The trial court decision on the admission of evidence is reviewed for an abuse of discretion. (People v. Cowan (2010) 50 Cal.4th 401, 462.) While generally a deferential standard, a trial court abuses its discretion if its decision is premised upon a misunderstanding of law. (People v. Knoller (2007) 41 Cal.4th 139, 156.) Such error only results in reversal "when the court, 'after an examination of the entire cause, including the evidence,' is of the 'opinion' that it is reasonably probable that a result more favorable to the appealing party would have been reached in the absence of the error." (People v. Watson (1956) 46 Cal.2d 818, 836 (Watson).)

No one disputes that had defendant testified at trial, he would have been exposed to the potential for impeachment with his convictions for crimes of moral turpitude, subject to the court's balancing under section 352. (People v. Castro (1985) 38 Cal.3d 301, 313-317 (Castro).) Likewise, had defendant's out-of-court statement been offered by him for its truth, section 1202 would have authorized impeachment of those statements with section 788 impeachment evidence, subject to section 352 balancing. (People v. Jacobs (2000) 78 Cal.App.4th 1444, 1449-1452.) As noted in Jacobs, "Taken together, sections 1202 and 788 seem to provide that evidence of prior felony convictions is admissible to attack the credibility of a hearsay declarant." (Id. at p. 1449.) Further, the California Supreme Court has recognized that section 1202 does not apply to allow impeachment of an out-of-court declarant's statement consisting of verbal conduct that is neither inherently true or false and which was offered to demonstrate consciousness of guilt. (People v. Curl (2009) 46 Cal.4th 339, 362 [because "he was not a 'hearsay declarant,' section 1202 does not apply"].)

Our review here is complicated by the record, which is less than ideal. The parties failed to brief the evidentiary issues for the trial court, and the trial court did not provide a written decision. The parties' wholesale stipulation to the admission of defendant's Facebook information further complicates our review, as it is impossible to identify the use of each individual's out-of-court statements coming from Facebook. It also appears the trial court may have believed: (1) impeachment of defendant's Facebook message was appropriate regardless of whether content of that message was admitted for the nonhearsay purpose of providing context and for defendant's state of mind, and (2) that impeachment was also appropriate because of defendant's extensive use of the People's exhibits, which were also his Facebook postings.

*-*-*

* _AIM OF THE TASK_
Copy out the part of the court opinion excerpt starting with "Our review here" and going on through "his Facebook postings.".

* _RECORD EXTRACTS_
*-*-*

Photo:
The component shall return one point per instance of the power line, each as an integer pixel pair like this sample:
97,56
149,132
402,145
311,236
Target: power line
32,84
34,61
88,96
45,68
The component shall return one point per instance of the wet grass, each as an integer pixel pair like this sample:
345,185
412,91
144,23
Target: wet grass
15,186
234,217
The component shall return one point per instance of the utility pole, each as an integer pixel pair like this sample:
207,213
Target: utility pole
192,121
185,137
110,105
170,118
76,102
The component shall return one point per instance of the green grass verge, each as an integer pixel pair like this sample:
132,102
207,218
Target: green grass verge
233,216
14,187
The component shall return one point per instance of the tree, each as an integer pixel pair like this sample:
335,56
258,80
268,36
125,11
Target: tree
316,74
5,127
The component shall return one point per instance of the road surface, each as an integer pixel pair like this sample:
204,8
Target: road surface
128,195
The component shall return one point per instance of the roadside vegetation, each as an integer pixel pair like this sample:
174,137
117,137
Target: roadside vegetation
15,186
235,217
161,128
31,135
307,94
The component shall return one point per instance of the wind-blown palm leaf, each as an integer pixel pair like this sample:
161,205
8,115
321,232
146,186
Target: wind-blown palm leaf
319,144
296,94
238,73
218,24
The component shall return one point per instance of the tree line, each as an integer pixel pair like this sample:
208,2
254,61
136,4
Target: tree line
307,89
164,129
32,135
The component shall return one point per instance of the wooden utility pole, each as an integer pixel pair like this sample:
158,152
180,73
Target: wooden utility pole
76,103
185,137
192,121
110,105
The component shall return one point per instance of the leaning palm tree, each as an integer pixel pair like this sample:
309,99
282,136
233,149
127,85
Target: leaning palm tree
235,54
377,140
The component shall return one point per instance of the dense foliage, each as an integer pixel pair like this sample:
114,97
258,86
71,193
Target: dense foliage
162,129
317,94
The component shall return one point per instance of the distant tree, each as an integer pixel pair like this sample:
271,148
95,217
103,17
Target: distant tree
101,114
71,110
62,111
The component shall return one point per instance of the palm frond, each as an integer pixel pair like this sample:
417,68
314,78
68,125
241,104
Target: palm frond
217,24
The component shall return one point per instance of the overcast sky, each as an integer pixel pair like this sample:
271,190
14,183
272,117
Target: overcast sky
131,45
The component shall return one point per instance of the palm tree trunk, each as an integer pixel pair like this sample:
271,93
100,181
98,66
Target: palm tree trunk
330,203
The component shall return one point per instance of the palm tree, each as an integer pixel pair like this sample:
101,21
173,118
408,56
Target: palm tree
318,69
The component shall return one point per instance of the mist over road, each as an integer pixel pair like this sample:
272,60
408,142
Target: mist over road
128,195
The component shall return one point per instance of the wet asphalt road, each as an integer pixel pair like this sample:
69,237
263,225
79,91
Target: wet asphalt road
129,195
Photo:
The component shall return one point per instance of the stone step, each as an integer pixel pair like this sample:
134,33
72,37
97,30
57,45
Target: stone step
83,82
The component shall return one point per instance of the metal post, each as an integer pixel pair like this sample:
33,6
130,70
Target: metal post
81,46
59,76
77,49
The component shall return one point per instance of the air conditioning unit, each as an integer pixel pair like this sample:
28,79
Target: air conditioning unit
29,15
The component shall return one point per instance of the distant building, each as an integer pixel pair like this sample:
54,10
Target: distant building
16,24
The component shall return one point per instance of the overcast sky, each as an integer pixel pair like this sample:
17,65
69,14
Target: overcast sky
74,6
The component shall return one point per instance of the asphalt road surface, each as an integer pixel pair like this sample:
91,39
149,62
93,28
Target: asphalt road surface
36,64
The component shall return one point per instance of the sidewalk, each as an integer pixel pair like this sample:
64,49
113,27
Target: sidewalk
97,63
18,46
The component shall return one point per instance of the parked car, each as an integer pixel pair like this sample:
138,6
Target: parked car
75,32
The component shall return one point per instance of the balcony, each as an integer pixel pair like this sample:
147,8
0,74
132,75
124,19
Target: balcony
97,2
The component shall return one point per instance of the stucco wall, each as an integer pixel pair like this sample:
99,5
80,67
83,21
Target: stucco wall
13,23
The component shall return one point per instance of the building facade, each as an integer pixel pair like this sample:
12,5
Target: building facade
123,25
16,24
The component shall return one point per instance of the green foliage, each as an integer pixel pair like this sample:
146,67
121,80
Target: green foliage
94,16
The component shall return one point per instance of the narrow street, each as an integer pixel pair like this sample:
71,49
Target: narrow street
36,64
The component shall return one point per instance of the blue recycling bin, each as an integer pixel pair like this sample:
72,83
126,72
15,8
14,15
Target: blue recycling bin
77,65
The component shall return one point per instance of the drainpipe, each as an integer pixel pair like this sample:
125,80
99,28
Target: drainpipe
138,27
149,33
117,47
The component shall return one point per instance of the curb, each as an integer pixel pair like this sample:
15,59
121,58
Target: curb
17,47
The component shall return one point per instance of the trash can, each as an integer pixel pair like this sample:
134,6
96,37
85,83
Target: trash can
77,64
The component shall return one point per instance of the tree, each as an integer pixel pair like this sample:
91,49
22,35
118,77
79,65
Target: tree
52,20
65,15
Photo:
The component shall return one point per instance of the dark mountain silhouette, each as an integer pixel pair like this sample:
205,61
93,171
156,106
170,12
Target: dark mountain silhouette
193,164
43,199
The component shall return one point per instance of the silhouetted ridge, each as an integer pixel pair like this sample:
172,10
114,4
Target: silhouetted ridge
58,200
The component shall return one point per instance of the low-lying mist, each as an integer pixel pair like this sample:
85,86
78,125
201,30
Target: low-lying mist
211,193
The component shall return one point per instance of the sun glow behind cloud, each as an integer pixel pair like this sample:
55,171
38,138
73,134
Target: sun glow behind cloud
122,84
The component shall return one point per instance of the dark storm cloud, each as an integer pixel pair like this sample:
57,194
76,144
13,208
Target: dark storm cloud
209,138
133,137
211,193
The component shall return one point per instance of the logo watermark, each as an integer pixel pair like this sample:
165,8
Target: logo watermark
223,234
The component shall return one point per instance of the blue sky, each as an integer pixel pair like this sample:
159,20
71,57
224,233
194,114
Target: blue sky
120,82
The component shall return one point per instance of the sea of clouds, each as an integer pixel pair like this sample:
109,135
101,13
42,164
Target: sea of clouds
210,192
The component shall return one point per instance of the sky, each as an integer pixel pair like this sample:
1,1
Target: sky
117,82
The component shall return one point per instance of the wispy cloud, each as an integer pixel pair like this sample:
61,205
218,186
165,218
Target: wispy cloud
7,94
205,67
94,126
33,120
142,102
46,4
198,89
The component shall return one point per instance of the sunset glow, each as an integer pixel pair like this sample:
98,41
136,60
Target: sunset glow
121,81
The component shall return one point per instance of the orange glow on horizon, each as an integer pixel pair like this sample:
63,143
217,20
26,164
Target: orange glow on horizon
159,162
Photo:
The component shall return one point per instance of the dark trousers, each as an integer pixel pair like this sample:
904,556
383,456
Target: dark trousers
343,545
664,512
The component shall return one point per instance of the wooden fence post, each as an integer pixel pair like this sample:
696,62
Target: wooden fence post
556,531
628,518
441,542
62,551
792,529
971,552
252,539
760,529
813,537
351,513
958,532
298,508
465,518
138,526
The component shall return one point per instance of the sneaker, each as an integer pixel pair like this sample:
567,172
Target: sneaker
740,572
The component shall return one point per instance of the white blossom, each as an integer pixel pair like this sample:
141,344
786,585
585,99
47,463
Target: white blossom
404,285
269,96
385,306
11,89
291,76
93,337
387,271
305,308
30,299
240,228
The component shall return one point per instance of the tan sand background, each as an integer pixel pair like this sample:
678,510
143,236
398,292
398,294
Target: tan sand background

*-*-*

* _SOLVED PROBLEM_
Our review here is complicated by the record, which is less than ideal. The parties failed to brief the evidentiary issues for the trial court, and the trial court did not provide a written decision. The parties' wholesale stipulation to the admission of defendant's Facebook information further complicates our review, as it is impossible to identify the use of each individual's out-of-court statements coming from Facebook. It also appears the trial court may have believed: (1) impeachment of defendant's Facebook message was appropriate regardless of whether content of that message was admitted for the nonhearsay purpose of providing context and for defendant's state of mind, and (2) that impeachment was also appropriate because of defendant's extensive use of the People's exhibits, which were also his Facebook postings.